#### [Отрывок для чтения]

------------------------------

Жизнь москвичей в 1940-х — 1950-х годах
Просто помнить…
Жизнь москвичей в 1940-х – 1950-х годах
Посвящаю:
прапрадеду Степану (1883-1945)
прапрабабушке Тане (1885-1954)
дяде Лёне (1889-?)
прадеду Павлу (1900-1950)
прабабушке Насте (1906-1968)
дяде Саше (1931-2007)
дяде Володе (1932-1996)
бабушке Вале (1938-2010)
тете Инне (1939-2012)
Предисловие
Я не считаю себя коренной москвичкой. Предки мои происходят из Тверской и Ярославской губерний. Но поскольку уже мои прапрадедушка и прапрабабушка перебрались в Москву, я считаю этот город своим. Слишком много здесь мест, с которыми невидимыми нитями связалась жизнь моей семьи.
Та Москва, в которой осталась молодость моей бабушки, ушла навсегда. Стерты с московских улиц те дома на Красной Пресне и в Мещанском районе, где мои родные любили и страдали, радовались и печалились, одним словом, жили. Ушли и многие из близких, и стерлись их следы… Но не стерта память, а она, вместе со старыми фотографиями, родными могилами на Ваганьково, снова и снова повторяет: ОНИ БЫЛИ!!! И память снова возвращает нас на десятилетия назад, в ту страну под названием СССР, в ту Москву, где родились наши бабушки и дедушки.
Им я и посвящаю этот очерк, основанный на том, что мне рассказывала моя бабушка Валентина Павловна о своей жизни, детстве, юности… О жизни, которая у каждого своя и которая так похожа на множество других жизней… Так бывает всегда. Но у поколения, рожденного в 1930-е, не могло быть иначе. Их объединила одна судьба, неизбежная и неотвратимая. И они приняли ее. И десятилетиями испытывали радости и горести, которые она им посылала. И никогда не жаловались. Они так привыкли.
Часть I
Моя бабушка Валентина родилась в 1938 году в Волковом переулке на Красной Пресне. Об этом времени трудно что-то сказать – бабушка была совсем маленькая и не помнила ничего особенного. Семья была большая – бабушка Татьяна, ее брат Алексей (в семье его звали просто дядя Лёня), дедушка Степан, родители моей бабушки – Анастасия и Павел, и два бабушкиных брата – Александр и Владимир. Удивительно, но тесно в доме не было.
Это безоблачное время детства длилось недолго. Одна страшная полоса перечеркнула мирное счастье большой семьи, как и счастье тысяч других семей, в одночасье превратив обычных детей в детей войны…
Известие о начале войны застало прабабушку Настю с детьми не в Москве. У нас чудом сохранилась фотография, сделанная в деревне Бережки Ярославской области, и подписанная страшной датой – 22 июня 1941 года. На ней – мои родные на пороге испытаний, еще неизведанных, но уже предчувствуемых.
Прадедушка Павел ушел на фронт. Ушел воевать и дядя Лёня, уже не призывного возраста человек, но, как истинный офицер, знавший, где его место.

------------------------------

#### [Задачи и задания]
A – Повторите дословно фрагмент очерка: начните со слов «Это безоблачное время» и остановитесь после слов «где его место.».
B – Ответьте, пожалуйста, по очерку на вопросы:
(i) Из каких губерний происходят предки автора?
(ii) В каком году и где родилась бабушка Валентина?
(iii) Где сделана фотография с датой 22 июня 1941 года?
C – Объясните по очерку в одном–трёх предложениях, почему автор считает Москву своим городом, хотя не считает себя коренной москвичкой.

#### [Записанные сведения]
------------------------------

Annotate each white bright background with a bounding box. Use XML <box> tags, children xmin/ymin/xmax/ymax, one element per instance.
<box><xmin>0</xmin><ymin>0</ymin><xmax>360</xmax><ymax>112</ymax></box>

------------------------------

#### [Ответы на задания]
A –
Это безоблачное время детства длилось недолго. Одна страшная полоса перечеркнула мирное счастье большой семьи, как и счастье тысяч других семей, в одночасье превратив обычных детей в детей войны…
Известие о начале войны застало прабабушку Настю с детьми не в Москве. У нас чудом сохранилась фотография, сделанная в деревне Бережки Ярославской области, и подписанная страшной датой – 22 июня 1941 года. На ней – мои родные на пороге испытаний, еще неизведанных, но уже предчувствуемых.
Прадедушка Павел ушел на фронт. Ушел воевать и дядя Лёня, уже не призывного возраста человек, но, как истинный офицер, знавший, где его место.

B –
(i) Из Тверской и Ярославской губерний.
(ii) В 1938 году, в Волковом переулке на Красной Пресне.
(iii) В деревне Бережки Ярославской области.

C – Ещё прапрадедушка и прапрабабушка автора перебрались в Москву. Кроме того, здесь слишком много мест, с которыми невидимыми нитями связалась жизнь семьи.